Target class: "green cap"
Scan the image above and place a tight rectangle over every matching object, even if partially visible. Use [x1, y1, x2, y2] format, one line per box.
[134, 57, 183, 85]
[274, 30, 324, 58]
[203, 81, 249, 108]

GOAL:
Rewrite the entries above, changing "tight rectangle" to "snug box" and leaving everything else as it is.

WRITTEN RESPONSE:
Target class: "green cap"
Scan the image above and place a snug box over every matching object, even if partially visible. Use [x1, y1, x2, y2] format, one line per box.
[134, 57, 183, 85]
[274, 30, 324, 58]
[203, 81, 249, 108]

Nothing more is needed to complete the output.